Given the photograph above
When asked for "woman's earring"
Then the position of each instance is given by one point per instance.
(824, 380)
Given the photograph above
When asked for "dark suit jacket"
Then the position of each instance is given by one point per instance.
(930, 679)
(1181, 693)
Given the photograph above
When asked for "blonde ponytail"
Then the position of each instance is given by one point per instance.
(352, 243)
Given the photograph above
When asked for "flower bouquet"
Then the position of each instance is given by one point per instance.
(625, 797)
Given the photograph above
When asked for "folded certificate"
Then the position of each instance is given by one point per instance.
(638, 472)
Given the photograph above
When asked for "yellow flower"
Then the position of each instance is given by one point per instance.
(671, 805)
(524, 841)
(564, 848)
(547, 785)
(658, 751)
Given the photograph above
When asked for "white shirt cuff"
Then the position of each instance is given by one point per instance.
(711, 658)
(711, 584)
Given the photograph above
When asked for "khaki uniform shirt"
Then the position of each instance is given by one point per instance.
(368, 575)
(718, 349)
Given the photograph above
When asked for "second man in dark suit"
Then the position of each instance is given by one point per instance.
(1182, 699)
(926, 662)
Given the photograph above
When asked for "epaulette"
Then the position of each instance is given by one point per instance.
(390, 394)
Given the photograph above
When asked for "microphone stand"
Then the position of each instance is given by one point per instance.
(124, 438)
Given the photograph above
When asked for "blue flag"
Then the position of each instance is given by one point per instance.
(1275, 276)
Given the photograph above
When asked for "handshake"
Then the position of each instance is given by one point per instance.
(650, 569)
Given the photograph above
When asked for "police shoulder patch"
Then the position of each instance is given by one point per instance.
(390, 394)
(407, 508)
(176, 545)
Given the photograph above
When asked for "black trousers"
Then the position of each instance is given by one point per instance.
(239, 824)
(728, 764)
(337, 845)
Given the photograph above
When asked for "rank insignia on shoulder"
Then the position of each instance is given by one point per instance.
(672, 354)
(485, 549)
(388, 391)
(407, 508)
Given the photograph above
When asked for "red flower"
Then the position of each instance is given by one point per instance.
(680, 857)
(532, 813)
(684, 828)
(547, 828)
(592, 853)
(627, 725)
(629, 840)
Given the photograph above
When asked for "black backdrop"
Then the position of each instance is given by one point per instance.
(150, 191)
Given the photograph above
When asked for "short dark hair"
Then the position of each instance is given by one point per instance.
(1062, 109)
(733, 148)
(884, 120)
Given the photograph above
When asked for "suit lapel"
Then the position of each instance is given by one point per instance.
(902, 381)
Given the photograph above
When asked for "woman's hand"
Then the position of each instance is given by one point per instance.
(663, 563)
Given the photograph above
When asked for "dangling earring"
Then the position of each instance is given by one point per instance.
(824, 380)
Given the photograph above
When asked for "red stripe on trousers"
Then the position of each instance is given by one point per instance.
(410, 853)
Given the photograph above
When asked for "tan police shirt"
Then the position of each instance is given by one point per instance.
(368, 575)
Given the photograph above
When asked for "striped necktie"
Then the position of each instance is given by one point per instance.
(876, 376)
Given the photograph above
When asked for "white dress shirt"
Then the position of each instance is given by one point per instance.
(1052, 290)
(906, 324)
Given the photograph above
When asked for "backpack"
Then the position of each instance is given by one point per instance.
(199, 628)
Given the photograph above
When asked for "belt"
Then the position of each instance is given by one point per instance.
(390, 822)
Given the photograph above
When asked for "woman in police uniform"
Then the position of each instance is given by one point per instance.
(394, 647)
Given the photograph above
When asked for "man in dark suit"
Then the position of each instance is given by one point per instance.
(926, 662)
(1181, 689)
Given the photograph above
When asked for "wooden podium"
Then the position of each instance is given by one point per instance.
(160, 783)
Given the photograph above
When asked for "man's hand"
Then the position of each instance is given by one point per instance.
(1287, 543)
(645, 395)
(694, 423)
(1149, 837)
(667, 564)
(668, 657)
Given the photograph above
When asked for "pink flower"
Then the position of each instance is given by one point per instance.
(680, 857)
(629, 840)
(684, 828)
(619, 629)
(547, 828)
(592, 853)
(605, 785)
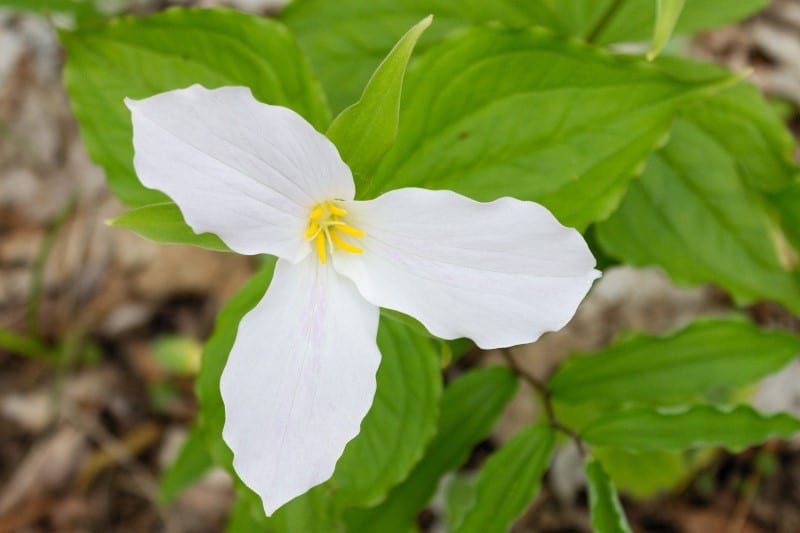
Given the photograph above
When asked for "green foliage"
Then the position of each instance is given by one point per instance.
(215, 355)
(705, 356)
(470, 406)
(667, 14)
(695, 213)
(164, 223)
(516, 107)
(393, 435)
(357, 34)
(597, 118)
(607, 513)
(137, 58)
(366, 130)
(680, 429)
(509, 480)
(400, 423)
(192, 461)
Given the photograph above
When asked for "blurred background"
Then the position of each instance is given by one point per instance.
(101, 331)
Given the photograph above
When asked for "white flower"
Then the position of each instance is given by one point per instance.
(301, 374)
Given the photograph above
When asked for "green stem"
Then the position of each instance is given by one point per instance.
(604, 21)
(546, 398)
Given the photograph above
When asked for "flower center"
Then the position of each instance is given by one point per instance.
(327, 229)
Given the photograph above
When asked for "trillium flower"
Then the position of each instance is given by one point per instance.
(301, 374)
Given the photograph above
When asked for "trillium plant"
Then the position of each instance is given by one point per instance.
(301, 374)
(415, 193)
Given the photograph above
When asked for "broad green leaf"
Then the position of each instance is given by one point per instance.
(634, 19)
(742, 122)
(667, 14)
(459, 496)
(400, 422)
(245, 516)
(192, 462)
(695, 213)
(510, 480)
(366, 130)
(164, 223)
(644, 474)
(680, 429)
(607, 513)
(313, 511)
(495, 112)
(470, 407)
(136, 58)
(346, 39)
(707, 355)
(215, 355)
(787, 203)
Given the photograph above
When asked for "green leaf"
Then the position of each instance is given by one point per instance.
(742, 122)
(192, 462)
(644, 474)
(215, 355)
(244, 516)
(699, 212)
(394, 432)
(459, 496)
(136, 58)
(495, 112)
(701, 425)
(314, 511)
(400, 422)
(634, 19)
(470, 407)
(164, 223)
(607, 513)
(346, 39)
(509, 480)
(787, 203)
(366, 130)
(707, 355)
(667, 14)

Given task - Your copy of the data above should match it exactly, except that pictures are left out.

Written solution -
Given the photograph above
When asked for "woman's earring"
Then the position of each instance is given by one point per instance.
(824, 380)
Given the photograph above
When asked for "dark suit jacket"
Then the position of each instance is given by one point per instance.
(930, 679)
(1181, 693)
Given the photograph above
When asked for "blonde ponytail"
Then the position of each instance is given by one point per instance.
(352, 243)
Given the photograph above
When asked for "flower bouquet"
Then the position of each instance is given by one point per instance.
(625, 797)
Given the photograph above
When asked for "folded certificate"
Then the position of each instance is given by one point per instance.
(638, 472)
Given the photograph above
When asked for "yellow flower"
Then the position of each instance is given by one point per instance.
(671, 805)
(524, 841)
(564, 848)
(547, 785)
(658, 751)
Given the photograph above
When asked for "white shirt cuff"
Then the position of each instance is given by one point per instance.
(711, 658)
(711, 584)
Given the photograph above
When asked for "khaki uniform shirt"
Then the position of each instance is given by one point per instance.
(368, 575)
(718, 349)
Given the photograph above
When asked for "second man in dark suit"
Then the position of each instance is given by one point per instance.
(1182, 699)
(926, 662)
Given the photograph above
When asked for "epaulette"
Then the position of each instance is given by one point per instance.
(390, 394)
Given the photograph above
When asked for "microphone stand"
Then the position of each instance is given by one point per instance.
(124, 438)
Given the photograph above
When asked for "blue flag"
Then the position of each instance is given by one point per instance.
(1275, 276)
Given the photograph above
When asked for "handshake"
Then the position of each instance is given by one point per instance.
(650, 569)
Given the photograph above
When asked for "police shoulder patch"
Then the position of each instance is given by one point per instance.
(390, 394)
(407, 508)
(176, 545)
Given the photograph above
When asked for "black trousers"
Then the position of each instance is given by one point per instance.
(239, 824)
(728, 764)
(337, 845)
Given the photograph above
When asked for "rank insignia on shoulder"
Then the position of each instance is given by one point per instance.
(672, 354)
(485, 549)
(388, 391)
(407, 508)
Given the photograph above
When asked for "red flower"
Then the position of each instance is given by one point per instance.
(680, 857)
(532, 813)
(684, 828)
(547, 828)
(592, 853)
(627, 725)
(629, 840)
Given the photograph above
When asked for "black backdrop"
Then the position of each instance is given by one point per instance.
(150, 191)
Given the photograph above
When asked for "short dark hair"
Then the position of each instance is given by one point per instance.
(1062, 109)
(733, 148)
(884, 120)
Given the photograph above
When asked for "suit lapel"
Then the position of each instance is given by one point per instance.
(902, 381)
Given the photograph above
When asked for "woman's hand"
Then the position of each instance is given by one point per instance.
(663, 563)
Given the photograph above
When asked for "dangling earring"
Then the position of each instance is given by one point per instance.
(824, 380)
Given the photograph above
When asked for "red stripe on trousers"
Then the position of each instance is given by one point per instance.
(410, 853)
Given the photograph above
When asked for "tan police shirt"
Then the position of each instance is given by one point per instance.
(368, 575)
Given the photograph above
When asked for "striped necktie"
Then the position of each instance is given by one point per instance.
(876, 376)
Given the photograph above
When asked for "white dress shirt"
Then the position of each instance is given by one point per instance.
(1052, 290)
(906, 324)
Given the photograph above
When asked for "backpack"
Then the position of each instance is given by one point per instance.
(199, 628)
Given the photograph above
When asked for "belt"
Then the position of each instance is given by one point per instance.
(390, 822)
Given the photograph above
When asked for "woman in police uniform"
Then the position of each instance is given by one point per instance.
(394, 647)
Given the photograph above
When asked for "man in dark suit"
Then the position of each instance is given by one point per instance.
(926, 662)
(1181, 689)
Given the photograph above
When asked for "wooden podium"
Then the position of each instance is given by one point per instance.
(160, 783)
Given the photograph above
When asked for "man's hand"
Then the position of each instance is given by one point per instance.
(1287, 543)
(645, 395)
(694, 423)
(1149, 837)
(667, 564)
(668, 657)
Given the photograph above
When asked for "pink flower"
Then the position of each instance is given by one point per instance.
(680, 857)
(629, 840)
(684, 828)
(619, 629)
(547, 828)
(592, 853)
(605, 785)
Given the photograph above
When asked for "green foliage"
Then the position of each instance is given by one point per instance.
(215, 355)
(705, 356)
(470, 406)
(667, 14)
(695, 213)
(164, 223)
(516, 107)
(393, 435)
(357, 34)
(597, 118)
(607, 513)
(137, 58)
(366, 130)
(680, 429)
(509, 480)
(400, 423)
(192, 461)
Given the photograph above
When asked for "blurred background"
Then the position of each instance is given by one point per instance.
(101, 331)
Given the photograph above
When asked for "white flower"
Then the position of each instance is given by one point per instance.
(301, 374)
Given the photograph above
When asked for "green stem"
Then the position of each instance is given by one point per instance.
(604, 21)
(546, 398)
Given the photograph above
When asked for "flower center"
Then the position of each instance is given by one point per instance.
(327, 229)
Given the photograph above
When asked for "trillium flower"
Then the position of each instance is given by one point per instance.
(301, 374)
Given the photograph above
When asked for "trillium plant"
Then the position of each instance is given by one point per instance.
(301, 374)
(415, 193)
Given the photograph above
When asked for "broad green leaf"
Then the position of each instance is given by one point per instance.
(634, 19)
(742, 122)
(667, 14)
(459, 496)
(400, 422)
(245, 516)
(192, 462)
(695, 213)
(510, 480)
(366, 130)
(164, 223)
(644, 474)
(680, 429)
(607, 513)
(313, 511)
(495, 112)
(470, 407)
(136, 58)
(346, 39)
(707, 355)
(215, 355)
(787, 203)
Given the photograph above
When asked for "green leaf"
Then the position of each instance is given by one point per instance.
(742, 122)
(192, 462)
(644, 474)
(215, 355)
(244, 516)
(699, 212)
(394, 432)
(459, 496)
(136, 58)
(495, 112)
(701, 425)
(314, 511)
(400, 422)
(634, 19)
(470, 407)
(164, 223)
(607, 513)
(346, 39)
(509, 480)
(787, 203)
(366, 130)
(707, 355)
(667, 14)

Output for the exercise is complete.